Please give back only the lines below from the one containing "Target: wooden stair tread" to the one containing "blade. Output: integer pixel values for every instance.", each repeated word for word, both ends included.

*** Working data ***

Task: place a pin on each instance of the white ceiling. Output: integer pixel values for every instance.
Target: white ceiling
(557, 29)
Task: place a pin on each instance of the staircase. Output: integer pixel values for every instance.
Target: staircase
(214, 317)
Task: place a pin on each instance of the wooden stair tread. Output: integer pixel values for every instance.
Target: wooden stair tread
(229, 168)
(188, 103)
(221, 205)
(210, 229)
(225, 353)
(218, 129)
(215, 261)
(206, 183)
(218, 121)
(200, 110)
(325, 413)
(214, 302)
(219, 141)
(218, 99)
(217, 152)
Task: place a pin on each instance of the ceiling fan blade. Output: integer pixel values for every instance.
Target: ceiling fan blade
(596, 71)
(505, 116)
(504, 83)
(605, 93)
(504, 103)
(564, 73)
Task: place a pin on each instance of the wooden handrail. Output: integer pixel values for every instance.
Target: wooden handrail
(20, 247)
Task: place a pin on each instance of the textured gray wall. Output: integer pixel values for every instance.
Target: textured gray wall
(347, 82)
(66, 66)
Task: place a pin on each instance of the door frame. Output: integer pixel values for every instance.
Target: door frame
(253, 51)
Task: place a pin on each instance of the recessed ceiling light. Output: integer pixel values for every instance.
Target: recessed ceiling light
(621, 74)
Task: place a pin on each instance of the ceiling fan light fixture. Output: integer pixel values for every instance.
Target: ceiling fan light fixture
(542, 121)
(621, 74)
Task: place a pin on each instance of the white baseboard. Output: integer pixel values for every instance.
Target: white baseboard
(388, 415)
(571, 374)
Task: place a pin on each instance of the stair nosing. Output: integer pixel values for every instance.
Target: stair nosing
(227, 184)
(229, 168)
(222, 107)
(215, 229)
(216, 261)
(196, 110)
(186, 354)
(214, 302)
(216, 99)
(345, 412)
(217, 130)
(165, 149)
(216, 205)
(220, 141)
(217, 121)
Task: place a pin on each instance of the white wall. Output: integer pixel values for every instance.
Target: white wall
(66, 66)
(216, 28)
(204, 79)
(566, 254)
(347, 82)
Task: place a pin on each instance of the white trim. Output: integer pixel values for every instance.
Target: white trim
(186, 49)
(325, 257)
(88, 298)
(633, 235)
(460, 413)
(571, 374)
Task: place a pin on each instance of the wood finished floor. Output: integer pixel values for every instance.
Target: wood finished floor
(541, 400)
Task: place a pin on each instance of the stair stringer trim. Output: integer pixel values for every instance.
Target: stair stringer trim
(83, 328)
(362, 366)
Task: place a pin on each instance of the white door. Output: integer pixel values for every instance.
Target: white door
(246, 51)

*** End of Working data ***

## Your solution
Target: wooden stair tread
(229, 168)
(188, 103)
(221, 205)
(210, 229)
(225, 353)
(218, 129)
(215, 261)
(206, 183)
(218, 121)
(200, 110)
(325, 413)
(214, 302)
(219, 141)
(218, 99)
(217, 152)
Task: place a pin on each instance of the ceiling fan blade. Output: integer pixel values for every instance.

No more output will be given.